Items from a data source
▶
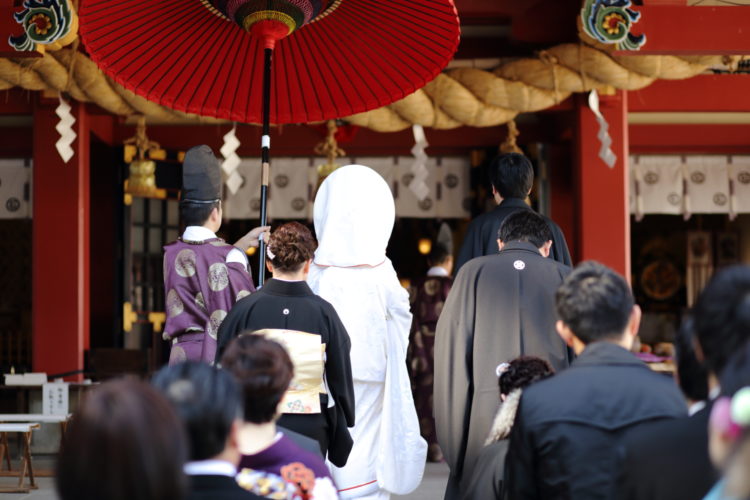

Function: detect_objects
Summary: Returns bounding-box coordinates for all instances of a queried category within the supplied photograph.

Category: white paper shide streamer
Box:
[55,93,76,163]
[588,90,616,168]
[221,124,243,194]
[408,124,430,201]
◀
Could you print all of the entries exactly, skipping the images?

Function: detect_objects
Summary: Returns bounding-box coordinates for all instances of a queried category within the supplied photograph.

Category: white paper shide streamer
Box:
[55,93,76,163]
[588,90,616,168]
[221,124,243,194]
[408,124,430,201]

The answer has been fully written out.